> Task 1: In the "Freedom for all puppies" text, in which town was the pet shop the writer visited at about six years old?
> Task 2: Rewrite the "Freedom for all puppies" text from "Freedom for all" to "shelter at Tuggerah.", substituting "Gosford" for "Tuggerah".

> Selected text:
────
Freedom for all puppies …

Peter and I have talked many times about getting a dog over the years, but with the transient nature of our lives, it was an impossible dream. That all changed today when we walked into our local RSPCA shelter at Tuggerah.

To be honest, I’ve gone to the shelter most days since moving here, like some crazy cat woman, prowling around, checking on the various ‘inmates’. Each time I leave feeling heart sorry and struggling to control my emotions as I’ve read about the various misfortunes that brought them to the shelter. As I walk back out into the sunshine, I feel guilty. I feel I’ve raised their hopes, then dashed them again by walking away. The most heartbreaking cases are the dogs that glance up at you sadly and just resume what they were doing (usually nothing) as if to say, ‘what’s the point, she’s not going to pick me anyway.’

Animals in cages have always provoked a strong response in me. I have a vivid recollection of being about six years old in the pet shop in Kirkcaldy with my mum. The old pet shop had all the pet supplies at the front, and then you walked up to little stone steps to the back of the shop where all the cages were lined with sad eyes, watching you as you approached. I still remember the smell of the sawdust on the cage floors. One particular Saturday, there were some desperately sad, yelping puppies all jumping over each other, standing on their back two legs trying to get my attention. My little six-year-old heart welled over with love and compassion for these little guys. “Don’t worry, I’ll save you,” I said earnestly to them. Quite how I would save them hadn’t even entered my mind at that point. I went to find my mother who was talking to a shop assistant.
────
> Material supplied:
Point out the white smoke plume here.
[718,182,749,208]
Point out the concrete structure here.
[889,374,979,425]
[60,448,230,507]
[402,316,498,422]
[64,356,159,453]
────
> Written solution 1: Kirkcaldy

> Written solution 2:
Freedom for all puppies …

Peter and I have talked many times about getting a dog over the years, but with the transient nature of our lives, it was an impossible dream. That all changed today when we walked into our local RSPCA shelter at Gosford.